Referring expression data
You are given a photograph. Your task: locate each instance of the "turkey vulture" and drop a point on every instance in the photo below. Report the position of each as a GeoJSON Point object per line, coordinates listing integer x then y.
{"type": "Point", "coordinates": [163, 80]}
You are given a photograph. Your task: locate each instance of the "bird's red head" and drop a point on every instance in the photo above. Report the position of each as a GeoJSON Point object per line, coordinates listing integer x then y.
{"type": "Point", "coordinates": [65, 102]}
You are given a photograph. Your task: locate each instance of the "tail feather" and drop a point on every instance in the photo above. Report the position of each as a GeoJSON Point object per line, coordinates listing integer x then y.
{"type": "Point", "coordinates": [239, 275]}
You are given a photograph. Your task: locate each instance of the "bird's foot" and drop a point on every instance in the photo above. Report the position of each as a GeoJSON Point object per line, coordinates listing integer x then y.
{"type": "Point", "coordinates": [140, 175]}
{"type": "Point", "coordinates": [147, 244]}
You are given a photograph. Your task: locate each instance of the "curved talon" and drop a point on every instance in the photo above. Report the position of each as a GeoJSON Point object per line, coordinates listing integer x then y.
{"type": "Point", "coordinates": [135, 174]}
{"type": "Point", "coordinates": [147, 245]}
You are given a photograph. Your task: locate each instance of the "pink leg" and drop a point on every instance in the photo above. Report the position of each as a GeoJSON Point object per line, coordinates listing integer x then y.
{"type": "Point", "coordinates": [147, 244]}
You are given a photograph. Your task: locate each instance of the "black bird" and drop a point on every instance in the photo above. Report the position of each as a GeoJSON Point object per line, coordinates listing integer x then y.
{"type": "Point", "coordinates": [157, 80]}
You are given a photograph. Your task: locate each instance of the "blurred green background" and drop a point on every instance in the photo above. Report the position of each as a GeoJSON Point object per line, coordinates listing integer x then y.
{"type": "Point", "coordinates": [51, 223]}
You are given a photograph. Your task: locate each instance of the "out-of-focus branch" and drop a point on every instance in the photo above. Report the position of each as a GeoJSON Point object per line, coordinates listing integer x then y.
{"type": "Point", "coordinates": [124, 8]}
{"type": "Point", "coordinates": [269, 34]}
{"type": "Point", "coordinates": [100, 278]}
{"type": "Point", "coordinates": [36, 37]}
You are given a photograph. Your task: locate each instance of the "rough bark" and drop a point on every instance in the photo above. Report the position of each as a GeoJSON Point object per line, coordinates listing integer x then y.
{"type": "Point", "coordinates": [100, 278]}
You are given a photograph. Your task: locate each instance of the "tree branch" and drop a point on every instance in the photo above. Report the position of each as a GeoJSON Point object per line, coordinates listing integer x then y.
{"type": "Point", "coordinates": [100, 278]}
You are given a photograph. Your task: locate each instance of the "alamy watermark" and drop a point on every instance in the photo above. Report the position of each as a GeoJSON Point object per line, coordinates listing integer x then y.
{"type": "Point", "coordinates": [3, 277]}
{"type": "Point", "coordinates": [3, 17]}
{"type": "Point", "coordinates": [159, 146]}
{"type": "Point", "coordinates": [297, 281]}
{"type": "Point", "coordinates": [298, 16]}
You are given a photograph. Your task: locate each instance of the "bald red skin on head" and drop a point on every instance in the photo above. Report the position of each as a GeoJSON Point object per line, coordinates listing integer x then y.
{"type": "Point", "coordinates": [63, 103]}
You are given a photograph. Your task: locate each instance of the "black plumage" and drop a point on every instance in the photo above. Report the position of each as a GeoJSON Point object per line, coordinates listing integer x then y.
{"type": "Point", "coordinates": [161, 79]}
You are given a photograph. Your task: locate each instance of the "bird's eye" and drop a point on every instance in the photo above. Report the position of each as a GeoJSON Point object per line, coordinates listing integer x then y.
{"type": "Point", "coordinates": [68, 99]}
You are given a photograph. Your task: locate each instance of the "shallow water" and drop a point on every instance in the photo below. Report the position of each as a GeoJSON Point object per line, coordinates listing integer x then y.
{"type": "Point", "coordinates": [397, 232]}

Exercise objective: Set every record down word for word, omitting none.

Answer box:
You are given a photograph. Your task: locate each instance of the "turkey vulture" and drop a point on every instance in the photo below. Report the position of each as a GeoJSON Point object per line, coordinates listing integer x then y.
{"type": "Point", "coordinates": [163, 80]}
You are given a photograph. Your task: locate each instance of the "bird's red head" and drop a point on every instance in the photo above. Report the position of each as a GeoJSON Point object per line, coordinates listing integer x then y.
{"type": "Point", "coordinates": [65, 102]}
You are given a photograph. Your task: locate each instance of the "tail feather" and drop a point on every instance in the photo above. Report the position of each as a GeoJSON Point object per line, coordinates listing integer x then y.
{"type": "Point", "coordinates": [239, 275]}
You are given a photograph. Your task: locate each instance of the "bird's foot" and drop a point on every instance in the photo above. Report the position of each as a GeoJSON Point object per line, coordinates listing integer x then y.
{"type": "Point", "coordinates": [140, 175]}
{"type": "Point", "coordinates": [147, 244]}
You are given a photograph. Your task: locate each instance of the "curved talon" and drop a point on every instance in the photo above. Report the position of each as a GeoJSON Point object per line, coordinates listing integer x then y.
{"type": "Point", "coordinates": [135, 174]}
{"type": "Point", "coordinates": [147, 245]}
You are given a photograph. Your task: locate each instance of the "pink leg" and drop a point on every instance in the photo above. Report the position of each as a GeoJSON Point object per line, coordinates listing integer x then y.
{"type": "Point", "coordinates": [147, 244]}
You are given a photograph. Your task: locate each instance of the "black bird" and drop a point on every instance in the photo above. Report the position of each as a GeoJSON Point object per line, coordinates listing integer x then y.
{"type": "Point", "coordinates": [157, 80]}
You are given a photograph. Your task: locate each instance of the "blurred green background" and drop a point on every instance in the photo above. Report the position of each as a GeoJSON Point object per line, coordinates listing integer x then y.
{"type": "Point", "coordinates": [51, 223]}
You are given a photograph. Your task: locate each instance of the "out-of-focus branch" and drop a point on every instance in the photo above. Report the position of each as a GeoJSON Point object per line, coordinates listing integer x then y.
{"type": "Point", "coordinates": [124, 8]}
{"type": "Point", "coordinates": [269, 34]}
{"type": "Point", "coordinates": [100, 278]}
{"type": "Point", "coordinates": [36, 37]}
You are given a photograph. Your task: locate each instance of the "rough bark" and drop a point on every instance in the photo above. Report the position of each as a GeoJSON Point object per line, coordinates listing integer x then y.
{"type": "Point", "coordinates": [100, 278]}
You are given a photograph. Your task: locate each instance of the "tree branch" and drop a point on every instance in the photo above. Report the position of each as a GeoJSON Point object per line, coordinates listing integer x then y.
{"type": "Point", "coordinates": [100, 278]}
You are given a photograph. Your task: locate each instance of the "alamy watermark" and drop a point on every instance in the photo above. Report the position of each as a GeoJSON Point object per line, coordinates listing integer x then y.
{"type": "Point", "coordinates": [3, 277]}
{"type": "Point", "coordinates": [3, 17]}
{"type": "Point", "coordinates": [159, 146]}
{"type": "Point", "coordinates": [297, 281]}
{"type": "Point", "coordinates": [298, 16]}
You are given a photograph. Your task: locate each instance of the "bald red skin on head" and drop a point on every instance in the photo above. Report the position of each as a GeoJSON Point object per line, coordinates listing integer x then y.
{"type": "Point", "coordinates": [63, 103]}
You are given a photograph. Your task: locate each instance of the "black plumage" and drop a point on every instance in the photo above. Report the position of each as a GeoJSON Point object per line, coordinates listing integer x then y.
{"type": "Point", "coordinates": [161, 79]}
You are given a photograph. Your task: locate each instance of the "bird's eye" and drop a point on every instance in the photo above. Report the position of each as a GeoJSON Point object per line, coordinates listing integer x then y.
{"type": "Point", "coordinates": [68, 99]}
You are given a photograph. Your task: locate each instance of the "shallow water" and drop a point on every instance in the photo below. Report the position of each as a GeoJSON Point object per line, coordinates listing integer x then y.
{"type": "Point", "coordinates": [397, 232]}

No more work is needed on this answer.